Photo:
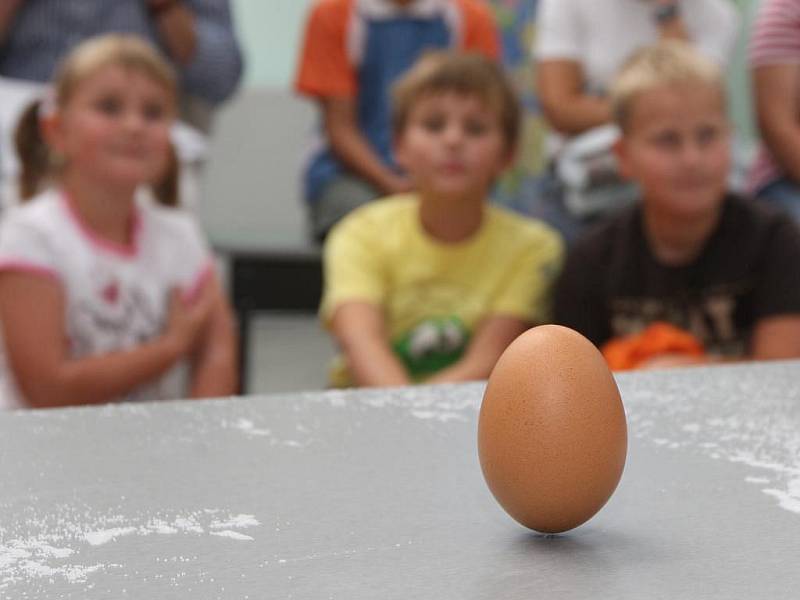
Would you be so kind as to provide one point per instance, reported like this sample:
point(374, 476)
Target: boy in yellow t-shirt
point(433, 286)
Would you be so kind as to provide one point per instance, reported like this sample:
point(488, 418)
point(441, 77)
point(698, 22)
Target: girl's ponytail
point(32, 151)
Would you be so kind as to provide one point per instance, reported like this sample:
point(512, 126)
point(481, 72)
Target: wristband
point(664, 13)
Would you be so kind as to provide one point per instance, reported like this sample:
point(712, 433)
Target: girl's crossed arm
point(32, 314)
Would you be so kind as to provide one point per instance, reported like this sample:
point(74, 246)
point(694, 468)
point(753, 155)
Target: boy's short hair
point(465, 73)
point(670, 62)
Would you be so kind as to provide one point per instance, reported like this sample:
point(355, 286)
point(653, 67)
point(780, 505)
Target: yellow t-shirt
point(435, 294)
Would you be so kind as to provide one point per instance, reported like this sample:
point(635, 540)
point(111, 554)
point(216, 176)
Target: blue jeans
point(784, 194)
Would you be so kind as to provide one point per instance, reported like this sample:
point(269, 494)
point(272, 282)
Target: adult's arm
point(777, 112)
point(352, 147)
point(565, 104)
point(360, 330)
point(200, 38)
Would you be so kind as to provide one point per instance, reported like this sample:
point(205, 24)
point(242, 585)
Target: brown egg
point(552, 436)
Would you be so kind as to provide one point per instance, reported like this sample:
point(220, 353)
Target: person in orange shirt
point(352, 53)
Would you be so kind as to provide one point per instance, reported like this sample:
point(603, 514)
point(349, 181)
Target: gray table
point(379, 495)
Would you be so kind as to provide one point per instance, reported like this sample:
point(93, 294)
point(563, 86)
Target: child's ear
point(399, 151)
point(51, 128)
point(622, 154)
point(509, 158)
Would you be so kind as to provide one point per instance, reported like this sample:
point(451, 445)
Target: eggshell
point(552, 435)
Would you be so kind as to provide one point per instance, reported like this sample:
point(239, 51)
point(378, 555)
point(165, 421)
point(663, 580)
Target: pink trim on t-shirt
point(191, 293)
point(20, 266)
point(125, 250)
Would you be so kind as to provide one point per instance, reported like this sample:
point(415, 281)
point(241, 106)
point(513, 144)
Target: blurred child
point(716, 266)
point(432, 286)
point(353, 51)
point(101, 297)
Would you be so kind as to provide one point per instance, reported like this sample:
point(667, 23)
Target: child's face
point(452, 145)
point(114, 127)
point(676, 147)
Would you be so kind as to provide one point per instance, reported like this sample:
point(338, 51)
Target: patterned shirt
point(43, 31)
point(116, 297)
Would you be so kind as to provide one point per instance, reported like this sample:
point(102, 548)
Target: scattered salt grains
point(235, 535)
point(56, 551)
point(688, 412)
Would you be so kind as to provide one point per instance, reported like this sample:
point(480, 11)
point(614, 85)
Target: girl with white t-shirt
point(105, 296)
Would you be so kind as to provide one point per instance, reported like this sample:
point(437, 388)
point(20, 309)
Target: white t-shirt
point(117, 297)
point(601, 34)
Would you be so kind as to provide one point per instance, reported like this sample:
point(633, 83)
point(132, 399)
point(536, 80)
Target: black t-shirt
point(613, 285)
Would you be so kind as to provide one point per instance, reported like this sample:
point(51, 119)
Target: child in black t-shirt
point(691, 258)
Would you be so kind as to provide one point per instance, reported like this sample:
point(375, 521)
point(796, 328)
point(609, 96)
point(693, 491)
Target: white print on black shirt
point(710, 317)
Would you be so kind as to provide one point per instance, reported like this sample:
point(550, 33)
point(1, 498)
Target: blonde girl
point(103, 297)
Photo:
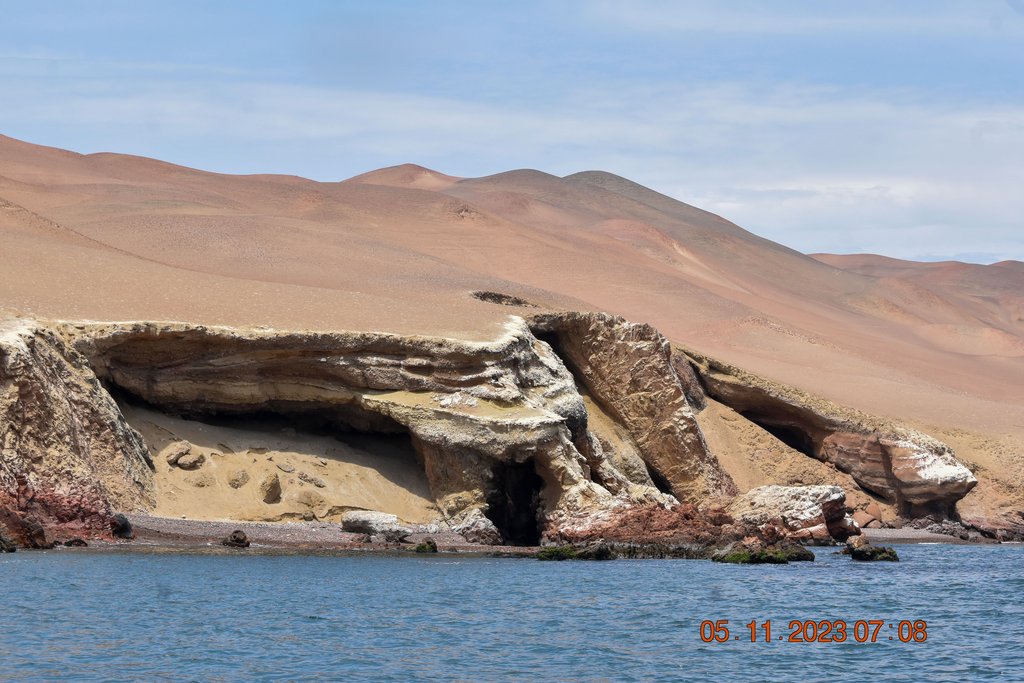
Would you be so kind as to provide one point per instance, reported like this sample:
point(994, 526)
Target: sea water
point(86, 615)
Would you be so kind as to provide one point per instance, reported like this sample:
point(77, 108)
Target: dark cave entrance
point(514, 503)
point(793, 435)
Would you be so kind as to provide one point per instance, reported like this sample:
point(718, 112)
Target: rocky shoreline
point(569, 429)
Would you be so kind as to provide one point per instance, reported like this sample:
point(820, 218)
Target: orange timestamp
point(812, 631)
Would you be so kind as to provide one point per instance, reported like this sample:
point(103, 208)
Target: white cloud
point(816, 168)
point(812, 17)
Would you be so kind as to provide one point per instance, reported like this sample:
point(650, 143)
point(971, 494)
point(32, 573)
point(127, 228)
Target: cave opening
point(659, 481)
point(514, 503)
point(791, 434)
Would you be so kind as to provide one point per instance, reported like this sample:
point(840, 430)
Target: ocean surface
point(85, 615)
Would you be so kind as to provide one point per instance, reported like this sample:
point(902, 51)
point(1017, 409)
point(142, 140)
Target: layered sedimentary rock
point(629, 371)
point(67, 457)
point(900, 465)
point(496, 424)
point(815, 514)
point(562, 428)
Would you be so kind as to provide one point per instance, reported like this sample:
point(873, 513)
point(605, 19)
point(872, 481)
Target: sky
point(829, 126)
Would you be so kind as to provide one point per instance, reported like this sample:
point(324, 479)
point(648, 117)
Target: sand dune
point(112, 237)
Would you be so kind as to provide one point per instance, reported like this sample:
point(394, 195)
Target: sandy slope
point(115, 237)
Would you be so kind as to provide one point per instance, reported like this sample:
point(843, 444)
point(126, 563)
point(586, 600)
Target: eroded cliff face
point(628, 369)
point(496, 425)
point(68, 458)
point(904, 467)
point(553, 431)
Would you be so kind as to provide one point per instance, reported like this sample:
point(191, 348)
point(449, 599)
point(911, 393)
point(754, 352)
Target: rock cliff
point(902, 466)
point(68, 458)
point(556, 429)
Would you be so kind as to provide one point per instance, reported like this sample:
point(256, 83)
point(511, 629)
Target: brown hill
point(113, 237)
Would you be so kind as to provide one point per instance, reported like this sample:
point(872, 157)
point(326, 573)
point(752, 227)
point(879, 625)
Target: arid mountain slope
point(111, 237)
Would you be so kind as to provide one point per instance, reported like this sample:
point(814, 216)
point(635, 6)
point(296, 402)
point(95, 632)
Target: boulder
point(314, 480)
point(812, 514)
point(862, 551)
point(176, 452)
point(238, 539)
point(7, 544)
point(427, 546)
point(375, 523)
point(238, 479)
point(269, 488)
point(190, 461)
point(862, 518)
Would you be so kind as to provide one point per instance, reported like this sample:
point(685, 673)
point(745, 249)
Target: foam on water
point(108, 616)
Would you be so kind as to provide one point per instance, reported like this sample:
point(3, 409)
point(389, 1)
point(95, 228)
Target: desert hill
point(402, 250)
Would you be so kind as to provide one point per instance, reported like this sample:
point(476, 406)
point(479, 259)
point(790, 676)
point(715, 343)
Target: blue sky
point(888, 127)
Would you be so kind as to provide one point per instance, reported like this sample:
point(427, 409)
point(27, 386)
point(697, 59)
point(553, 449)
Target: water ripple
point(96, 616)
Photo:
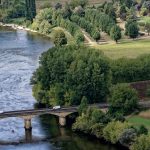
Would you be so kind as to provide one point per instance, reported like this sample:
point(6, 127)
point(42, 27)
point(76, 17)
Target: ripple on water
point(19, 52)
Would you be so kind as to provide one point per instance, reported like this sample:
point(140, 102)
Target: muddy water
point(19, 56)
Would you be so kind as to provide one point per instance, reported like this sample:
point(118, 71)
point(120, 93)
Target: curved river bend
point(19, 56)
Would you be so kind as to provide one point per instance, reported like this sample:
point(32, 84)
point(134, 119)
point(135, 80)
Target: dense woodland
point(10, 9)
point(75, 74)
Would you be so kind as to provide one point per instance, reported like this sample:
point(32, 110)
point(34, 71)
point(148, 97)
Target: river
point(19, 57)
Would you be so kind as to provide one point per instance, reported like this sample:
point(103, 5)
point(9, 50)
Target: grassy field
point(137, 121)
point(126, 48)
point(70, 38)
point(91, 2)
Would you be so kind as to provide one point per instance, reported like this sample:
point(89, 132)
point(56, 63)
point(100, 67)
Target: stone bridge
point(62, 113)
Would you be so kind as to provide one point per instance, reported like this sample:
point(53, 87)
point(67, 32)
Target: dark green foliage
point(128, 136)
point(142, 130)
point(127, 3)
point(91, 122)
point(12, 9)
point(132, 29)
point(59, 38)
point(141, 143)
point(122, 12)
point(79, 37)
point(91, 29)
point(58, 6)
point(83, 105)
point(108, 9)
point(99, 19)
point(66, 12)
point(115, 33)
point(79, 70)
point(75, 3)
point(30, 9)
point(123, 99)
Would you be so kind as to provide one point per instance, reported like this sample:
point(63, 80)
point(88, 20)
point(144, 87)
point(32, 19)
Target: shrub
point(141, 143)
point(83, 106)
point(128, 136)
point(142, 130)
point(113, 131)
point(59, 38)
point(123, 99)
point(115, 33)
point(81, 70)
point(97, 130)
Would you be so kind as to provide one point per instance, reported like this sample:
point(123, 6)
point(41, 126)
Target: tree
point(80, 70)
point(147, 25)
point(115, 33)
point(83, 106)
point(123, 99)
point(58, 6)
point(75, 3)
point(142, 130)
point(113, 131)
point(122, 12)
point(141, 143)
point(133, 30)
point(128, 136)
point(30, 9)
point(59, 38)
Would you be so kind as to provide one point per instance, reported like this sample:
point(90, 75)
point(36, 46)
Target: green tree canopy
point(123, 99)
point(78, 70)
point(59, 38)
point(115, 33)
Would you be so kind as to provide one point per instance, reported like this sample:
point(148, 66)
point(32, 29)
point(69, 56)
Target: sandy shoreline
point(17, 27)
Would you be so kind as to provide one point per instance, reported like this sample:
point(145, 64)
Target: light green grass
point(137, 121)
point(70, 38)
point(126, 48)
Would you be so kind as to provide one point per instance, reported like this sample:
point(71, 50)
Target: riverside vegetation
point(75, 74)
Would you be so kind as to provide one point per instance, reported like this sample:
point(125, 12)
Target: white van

******************************

**WORK TO BE COMPLETED**
Retype the rows above, from the start through the line containing "point(435, 294)", with that line included. Leave the pictures out.

**RESULT**
Photo:
Would you be so kind as to provide one point per instance, reported like this sample:
point(374, 476)
Target: boy in yellow t-shirt
point(433, 286)
Would you be so kind as to provide one point per instance, reported like this sample:
point(488, 418)
point(441, 77)
point(698, 22)
Target: girl's ponytail
point(32, 151)
Would you be so kind as to provide one point per instance, reported like this sample:
point(512, 126)
point(481, 72)
Target: wristband
point(664, 13)
Would you be so kind as to provide one point per instance, reported like this sample:
point(712, 433)
Target: girl's crossed arm
point(32, 314)
Would you be so kind as to provide one point per instance, reported like this sample:
point(74, 246)
point(694, 468)
point(753, 155)
Target: boy's short hair
point(465, 73)
point(670, 62)
Would you be so kind as to provide one point per instance, reported like this sample:
point(355, 286)
point(653, 67)
point(780, 505)
Target: yellow t-shirt
point(435, 294)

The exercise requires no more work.